_TEXTO PARA REVISIÓN_:
<<<<

Durante esos años, la revolución productiva desmentía a Malthus y existía la creencia de que el desarrollo tecnológico extendería aún más, el bienestar. La generalización de Gobiernos socialdemócratas (o de derechas, pero con el discurso de la democracia y la igualdad progresiva asumidos) subrayaba la ilusión. Del otro lado del mundo, un sistema que había conculcado las libertades políticas, pero parecía más igualitario y se mostraba eficaz, estimulaba la democracia social en los países occidentales desarrollados. Los comunistas querían sovietizar el mundo; los socialdemócratas, hacer más humano al capitalismo; los liberales y conservadores, simplemente evitar el naufragio.
Pero la experiencia soviética ha fracasado y los socialdemócratas se han hecho liberales. Desaparecida la rivalidad Este-Oeste, agonizantes los partidos comunistas y debilitados los sindicatos occidentales, ya no hay razones para competir por la igualdad, sino sólo por el beneficio. El capitalismo regresa a su estado más puro, el darwinismo primario que hace inviable la democracia, cuya breve historia prueba que es más fuerte cuanto más social, entre otras cosas porque también la economía se vivifica ante mercados en expansión, en lugar de chispo rrotear navegando al garete, tal como la ha dejado el llamado neoliberalismo.
Carlos Marx, ese enterrado en vida, ya lo había dicho: en cierto punto del desarrollo de las fuerzas productivas, las relaciones capitalistas de producción se convierten en un escollo insalvable. Lo que Daniel Bell sintetiza como "los callejones sin salida en el área de comercio" (véase EL PAÍS del 12 de agosto de 1991), ¿no es acaso una clásica crisis de sobreproducción ante mercados saturados o insolventes? Los ecologistas modernos plantean el mismo problema desde la perspectiva biológica: la incontrolada expansión productiva está produciendo un daño tan grave a los sistemas y recursos naturales que el declive económico general será inevitable.
La democracia hace mal en cantar victoria, porque siendo como es una flor de estufa, ahora que cree haber enterrado al comunismo corre el riesgo de perecer a manos del capitalismo.

>>>>

_TAREAS POR REALIZAR_:
(a) Transcribe del texto sobre democracia y capitalismo el fragmento comprendido entre "Carlos Marx, ese" y "manos del capitalismo.", ambos incluidos.
(b) Responde con base en el texto sobre democracia y capitalismo:
(i) ¿Qué querían los comunistas?
(ii) ¿Quién sintetiza la situación como "los callejones sin salida en el área de comercio"?
(iii) ¿A manos de qué corre el riesgo de perecer la democracia?

_EXTRACTOS DE DATOS_:
<<<<

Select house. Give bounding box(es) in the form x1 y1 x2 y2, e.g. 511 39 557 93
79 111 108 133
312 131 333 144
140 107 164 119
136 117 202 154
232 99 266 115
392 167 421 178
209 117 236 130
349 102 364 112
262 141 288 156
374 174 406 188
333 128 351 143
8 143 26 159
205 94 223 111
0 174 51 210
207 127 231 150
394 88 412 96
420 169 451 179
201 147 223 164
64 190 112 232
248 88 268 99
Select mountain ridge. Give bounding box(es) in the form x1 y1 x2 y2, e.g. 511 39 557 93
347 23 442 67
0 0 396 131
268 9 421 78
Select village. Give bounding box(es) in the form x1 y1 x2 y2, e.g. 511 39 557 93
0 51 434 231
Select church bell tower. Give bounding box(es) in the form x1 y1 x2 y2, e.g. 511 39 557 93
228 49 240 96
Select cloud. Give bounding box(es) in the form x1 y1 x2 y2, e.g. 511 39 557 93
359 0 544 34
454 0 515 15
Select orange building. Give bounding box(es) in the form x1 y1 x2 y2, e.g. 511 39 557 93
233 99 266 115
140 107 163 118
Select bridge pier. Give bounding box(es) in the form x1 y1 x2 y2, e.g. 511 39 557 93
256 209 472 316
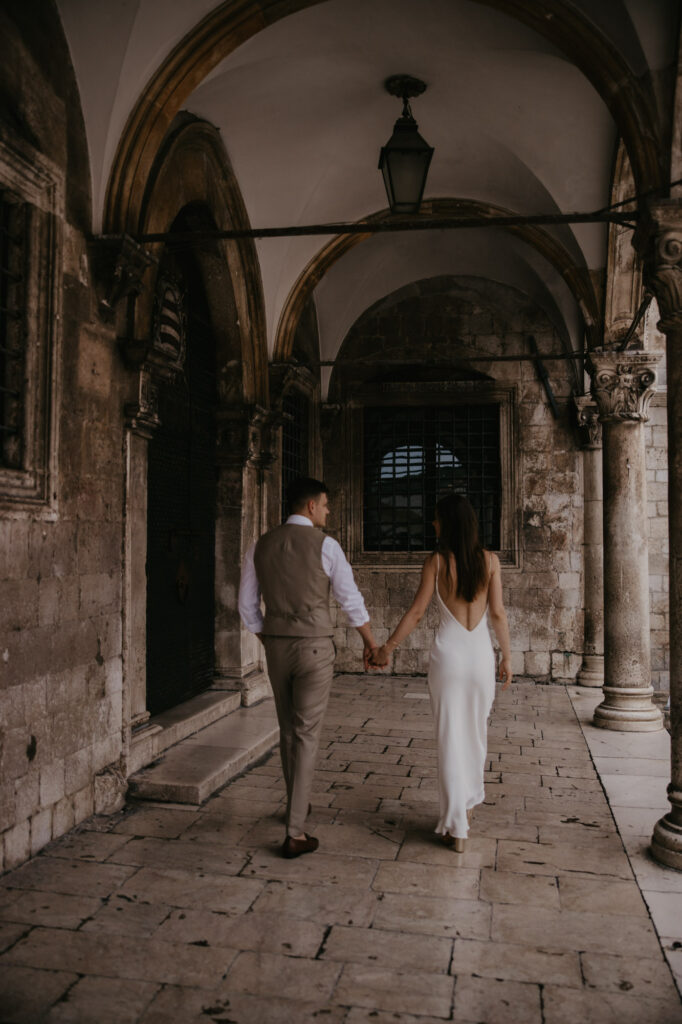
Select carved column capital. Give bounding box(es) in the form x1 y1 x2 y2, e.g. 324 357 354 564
125 368 161 440
89 234 157 319
217 404 276 469
637 200 682 334
589 349 660 423
573 394 601 451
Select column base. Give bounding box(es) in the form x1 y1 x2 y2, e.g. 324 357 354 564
651 811 682 871
576 654 604 686
592 686 664 732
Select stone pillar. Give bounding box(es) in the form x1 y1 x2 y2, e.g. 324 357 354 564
645 200 682 870
576 395 604 686
590 349 663 732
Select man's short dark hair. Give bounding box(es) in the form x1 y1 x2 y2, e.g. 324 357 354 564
287 476 329 514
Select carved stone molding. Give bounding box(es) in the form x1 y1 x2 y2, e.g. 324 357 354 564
217 404 276 469
89 234 156 321
590 349 660 423
573 394 601 451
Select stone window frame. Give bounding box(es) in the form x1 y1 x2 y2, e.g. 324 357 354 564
0 134 63 519
343 381 519 569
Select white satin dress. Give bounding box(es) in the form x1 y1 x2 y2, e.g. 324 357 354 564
428 569 496 839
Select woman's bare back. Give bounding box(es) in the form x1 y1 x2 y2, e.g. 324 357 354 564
435 549 492 632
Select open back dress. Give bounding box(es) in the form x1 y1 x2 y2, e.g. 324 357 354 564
428 556 496 839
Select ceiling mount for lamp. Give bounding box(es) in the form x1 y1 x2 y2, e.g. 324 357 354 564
379 75 433 213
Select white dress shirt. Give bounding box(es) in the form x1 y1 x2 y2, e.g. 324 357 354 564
239 515 370 633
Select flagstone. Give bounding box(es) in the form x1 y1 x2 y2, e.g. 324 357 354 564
558 874 647 921
322 921 453 974
139 986 345 1024
398 833 497 867
104 826 245 874
81 893 171 939
372 861 479 899
3 857 137 896
118 867 263 913
480 869 560 910
0 964 78 1024
4 928 236 988
543 985 680 1024
253 882 380 928
225 951 341 1001
492 903 658 957
581 950 682 995
45 976 160 1024
455 975 540 1024
334 964 454 1019
114 807 200 839
374 893 492 939
0 921 30 953
243 850 379 889
155 909 326 958
498 838 632 879
305 821 404 860
0 892 102 928
41 831 130 862
451 938 583 988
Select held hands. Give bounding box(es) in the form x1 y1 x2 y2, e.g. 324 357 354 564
363 644 391 672
498 657 512 690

>>>>

_RESPUESTAS POR ÍTEM_:
(a)
Carlos Marx, ese enterrado en vida, ya lo había dicho: en cierto punto del desarrollo de las fuerzas productivas, las relaciones capitalistas de producción se convierten en un escollo insalvable. Lo que Daniel Bell sintetiza como "los callejones sin salida en el área de comercio" (véase EL PAÍS del 12 de agosto de 1991), ¿no es acaso una clásica crisis de sobreproducción ante mercados saturados o insolventes? Los ecologistas modernos plantean el mismo problema desde la perspectiva biológica: la incontrolada expansión productiva está produciendo un daño tan grave a los sistemas y recursos naturales que el declive económico general será inevitable.
La democracia hace mal en cantar victoria, porque siendo como es una flor de estufa, ahora que cree haber enterrado al comunismo corre el riesgo de perecer a manos del capitalismo.

(b)
(i) Sovietizar el mundo.
(ii) Daniel Bell.
(iii) Del capitalismo.